(Records to process):
****
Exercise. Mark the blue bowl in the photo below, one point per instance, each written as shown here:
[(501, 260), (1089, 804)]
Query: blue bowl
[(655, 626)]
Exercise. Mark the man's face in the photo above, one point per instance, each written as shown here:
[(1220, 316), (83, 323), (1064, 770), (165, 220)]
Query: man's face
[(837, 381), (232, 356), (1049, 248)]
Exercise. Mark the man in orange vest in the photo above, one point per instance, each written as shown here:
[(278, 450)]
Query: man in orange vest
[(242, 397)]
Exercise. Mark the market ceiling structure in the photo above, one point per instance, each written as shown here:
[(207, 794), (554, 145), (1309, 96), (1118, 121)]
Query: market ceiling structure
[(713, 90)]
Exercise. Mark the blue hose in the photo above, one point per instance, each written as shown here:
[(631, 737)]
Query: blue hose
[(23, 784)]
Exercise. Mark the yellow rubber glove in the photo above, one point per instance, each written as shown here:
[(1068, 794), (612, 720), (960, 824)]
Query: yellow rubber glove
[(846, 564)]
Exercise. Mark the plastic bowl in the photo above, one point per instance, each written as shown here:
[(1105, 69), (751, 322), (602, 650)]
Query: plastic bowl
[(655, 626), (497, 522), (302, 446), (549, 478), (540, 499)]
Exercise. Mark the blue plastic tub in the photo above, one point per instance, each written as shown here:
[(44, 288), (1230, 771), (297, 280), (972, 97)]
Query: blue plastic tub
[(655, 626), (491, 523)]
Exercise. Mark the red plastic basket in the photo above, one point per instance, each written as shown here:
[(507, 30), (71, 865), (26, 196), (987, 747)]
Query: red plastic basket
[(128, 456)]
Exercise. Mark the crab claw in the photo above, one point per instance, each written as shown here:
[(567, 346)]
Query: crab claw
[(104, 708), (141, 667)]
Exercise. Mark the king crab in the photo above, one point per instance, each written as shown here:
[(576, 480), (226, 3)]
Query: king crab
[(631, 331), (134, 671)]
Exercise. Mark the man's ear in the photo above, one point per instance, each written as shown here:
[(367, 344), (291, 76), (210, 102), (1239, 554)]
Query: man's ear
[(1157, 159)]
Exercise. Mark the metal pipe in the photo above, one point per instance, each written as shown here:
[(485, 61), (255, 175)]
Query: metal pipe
****
Could you copy every line of the material above, character for character, with nothing added or left out?

(The reply):
Exercise. Mark the blue bowl in the photo below, one point per instance, each written as shown here:
[(501, 260), (1089, 804)]
Query: blue bowl
[(655, 626)]
Exercise. Mark the man's face in the photo above, one point per instance, each written as shown here:
[(1220, 316), (83, 323), (1064, 770), (165, 220)]
Query: man's face
[(837, 381), (232, 356), (1049, 248)]
Exercise. Mark the man in orange vest in the photo above, one point per instance, each written as shown here:
[(278, 450)]
Query: man in orange vest
[(242, 397)]
Exercise. Mark the market ceiling structure in the photo above, one point per instance, each written as shown here:
[(207, 794), (554, 145), (1309, 96), (1118, 121)]
Query: market ceiling structure
[(713, 90)]
Exercise. Mark the blue hose in the photo above, one point per instance, each written as shown here:
[(631, 737)]
Query: blue hose
[(23, 784)]
Exercise. Mark the yellow rubber glove in the photo above, one point per instance, each written as shown here:
[(1068, 794), (612, 720), (960, 824)]
Query: yellow rubber glove
[(846, 564)]
Exercise. Mark the plastic bowl in the photo above, one point per instance, each written as shown here:
[(1105, 69), (751, 322), (602, 650)]
Query: plastic bowl
[(655, 626), (497, 522), (302, 446), (549, 478), (540, 499)]
Exercise. Mark the blue plastic tub in the photo above, one point per instance, each written as shown here:
[(44, 288), (1230, 771), (297, 280), (972, 97)]
Query: blue plastic tub
[(655, 626), (491, 523)]
Exercise. Mark the red plastic basket in the photo above, one point per instance, each written as shown here:
[(507, 30), (71, 865), (26, 196), (987, 747)]
Query: red plastic basket
[(128, 456)]
Exercise. Mark the crab claw in the photo above, one point per instance, each written as shown here:
[(567, 346)]
Query: crab claw
[(104, 708), (141, 667)]
Exercise. Mark the king crab in the photo above, one point per instance, each written as shown here:
[(576, 480), (226, 3)]
Query: king crab
[(631, 331), (134, 671)]
Exercise. Mark the man's ear in the photo above, one point per instance, each written as shown here:
[(367, 344), (291, 76), (210, 102), (1239, 554)]
Query: man's ear
[(1157, 159)]
Exercise. Mark the metal pipe in the photo above, one point per instance, each written as shown here:
[(485, 61), (255, 175)]
Query: metal pipe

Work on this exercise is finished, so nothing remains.